_Information provided_
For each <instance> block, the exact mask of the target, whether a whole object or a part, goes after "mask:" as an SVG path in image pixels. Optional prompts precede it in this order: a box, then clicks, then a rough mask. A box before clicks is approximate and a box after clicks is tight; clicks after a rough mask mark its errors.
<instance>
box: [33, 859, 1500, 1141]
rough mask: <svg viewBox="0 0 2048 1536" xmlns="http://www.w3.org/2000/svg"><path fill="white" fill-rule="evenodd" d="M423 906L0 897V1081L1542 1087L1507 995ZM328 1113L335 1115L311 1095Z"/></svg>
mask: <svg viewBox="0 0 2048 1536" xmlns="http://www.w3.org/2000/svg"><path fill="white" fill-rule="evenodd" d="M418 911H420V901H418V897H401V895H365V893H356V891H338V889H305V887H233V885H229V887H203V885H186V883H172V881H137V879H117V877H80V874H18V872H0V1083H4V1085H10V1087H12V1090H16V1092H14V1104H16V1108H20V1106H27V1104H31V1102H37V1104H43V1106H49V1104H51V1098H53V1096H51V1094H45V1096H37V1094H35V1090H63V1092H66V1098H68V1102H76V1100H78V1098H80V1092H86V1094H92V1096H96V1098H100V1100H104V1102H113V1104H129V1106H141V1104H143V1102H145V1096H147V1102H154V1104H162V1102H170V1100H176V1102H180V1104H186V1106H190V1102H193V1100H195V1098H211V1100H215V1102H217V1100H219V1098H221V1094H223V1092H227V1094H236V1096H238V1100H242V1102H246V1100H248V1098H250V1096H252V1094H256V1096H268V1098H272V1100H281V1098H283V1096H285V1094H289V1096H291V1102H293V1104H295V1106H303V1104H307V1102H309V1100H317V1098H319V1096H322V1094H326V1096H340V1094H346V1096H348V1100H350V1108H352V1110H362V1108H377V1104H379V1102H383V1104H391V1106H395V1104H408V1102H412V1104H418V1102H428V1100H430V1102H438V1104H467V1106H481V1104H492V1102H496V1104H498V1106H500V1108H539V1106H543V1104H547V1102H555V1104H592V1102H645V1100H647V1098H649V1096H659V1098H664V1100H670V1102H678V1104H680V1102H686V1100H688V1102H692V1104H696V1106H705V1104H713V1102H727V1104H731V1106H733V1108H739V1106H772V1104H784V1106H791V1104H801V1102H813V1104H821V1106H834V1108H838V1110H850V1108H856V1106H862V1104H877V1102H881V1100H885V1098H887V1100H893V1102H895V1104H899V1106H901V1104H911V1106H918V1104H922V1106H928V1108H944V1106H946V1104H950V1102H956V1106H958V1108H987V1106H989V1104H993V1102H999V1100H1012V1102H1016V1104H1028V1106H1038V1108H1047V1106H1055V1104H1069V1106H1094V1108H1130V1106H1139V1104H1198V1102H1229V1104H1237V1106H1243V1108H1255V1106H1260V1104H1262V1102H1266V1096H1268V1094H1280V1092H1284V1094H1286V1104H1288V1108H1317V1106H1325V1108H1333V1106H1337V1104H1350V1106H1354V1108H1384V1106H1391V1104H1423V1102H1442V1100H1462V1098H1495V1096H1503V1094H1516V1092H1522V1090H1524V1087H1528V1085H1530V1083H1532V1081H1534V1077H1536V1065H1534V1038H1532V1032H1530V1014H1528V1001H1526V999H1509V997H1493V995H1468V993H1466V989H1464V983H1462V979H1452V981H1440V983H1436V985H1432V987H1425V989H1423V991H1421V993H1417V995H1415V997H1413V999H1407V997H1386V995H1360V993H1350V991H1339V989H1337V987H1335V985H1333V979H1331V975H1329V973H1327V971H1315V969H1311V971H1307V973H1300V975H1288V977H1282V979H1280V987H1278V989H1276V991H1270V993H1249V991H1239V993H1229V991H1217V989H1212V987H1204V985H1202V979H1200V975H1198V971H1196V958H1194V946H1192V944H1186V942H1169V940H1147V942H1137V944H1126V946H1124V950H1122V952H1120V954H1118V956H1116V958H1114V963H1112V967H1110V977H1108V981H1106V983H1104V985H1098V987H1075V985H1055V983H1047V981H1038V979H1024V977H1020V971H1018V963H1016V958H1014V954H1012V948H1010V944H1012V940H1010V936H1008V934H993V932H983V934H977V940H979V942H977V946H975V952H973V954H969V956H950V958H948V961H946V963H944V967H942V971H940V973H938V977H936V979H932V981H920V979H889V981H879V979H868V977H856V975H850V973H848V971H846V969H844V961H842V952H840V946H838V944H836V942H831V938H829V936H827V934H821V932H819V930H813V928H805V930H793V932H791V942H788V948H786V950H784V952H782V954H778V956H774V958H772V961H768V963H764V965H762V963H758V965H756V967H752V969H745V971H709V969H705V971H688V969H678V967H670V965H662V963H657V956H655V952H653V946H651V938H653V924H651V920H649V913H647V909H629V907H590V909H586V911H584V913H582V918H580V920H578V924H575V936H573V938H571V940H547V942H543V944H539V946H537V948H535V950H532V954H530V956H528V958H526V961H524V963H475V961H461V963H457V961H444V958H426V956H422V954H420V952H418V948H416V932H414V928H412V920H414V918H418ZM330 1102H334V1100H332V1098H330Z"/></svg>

_Problem_
Having output the line that contains "box: [33, 859, 1500, 1141]", stop. Every line before it, back to the first line of the data, must be reproduced exactly.

_Result of this task_
For each <instance> block, the exact mask of the target, whether a whole object or a part, goes after "mask:" as an SVG path in image pixels. Optional prompts precede it in this order: a box, then clicks, then a rough mask. A box before clicks is approximate and a box after clicks is tight; clicks after a rough mask mark its errors.
<instance>
box: [33, 859, 1500, 1141]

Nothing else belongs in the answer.